-- Instructions for the task --
Rewrite each of the records below as a numbered list of its lines, omitting any blank lines.

···

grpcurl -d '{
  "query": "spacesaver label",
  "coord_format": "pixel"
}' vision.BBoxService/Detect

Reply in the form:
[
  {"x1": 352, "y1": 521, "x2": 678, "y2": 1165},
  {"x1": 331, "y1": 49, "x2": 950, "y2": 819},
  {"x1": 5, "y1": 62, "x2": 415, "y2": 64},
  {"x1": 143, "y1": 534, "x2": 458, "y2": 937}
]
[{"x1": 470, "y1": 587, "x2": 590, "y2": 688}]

···

-- Written answer --
1. grpcurl -d '{
2.   "query": "spacesaver label",
3.   "coord_format": "pixel"
4. }' vision.BBoxService/Detect
5. Reply in the form:
6. [
7.   {"x1": 352, "y1": 521, "x2": 678, "y2": 1165},
8.   {"x1": 331, "y1": 49, "x2": 950, "y2": 819},
9.   {"x1": 5, "y1": 62, "x2": 415, "y2": 64},
10.   {"x1": 143, "y1": 534, "x2": 458, "y2": 937}
11. ]
12. [{"x1": 470, "y1": 587, "x2": 590, "y2": 688}]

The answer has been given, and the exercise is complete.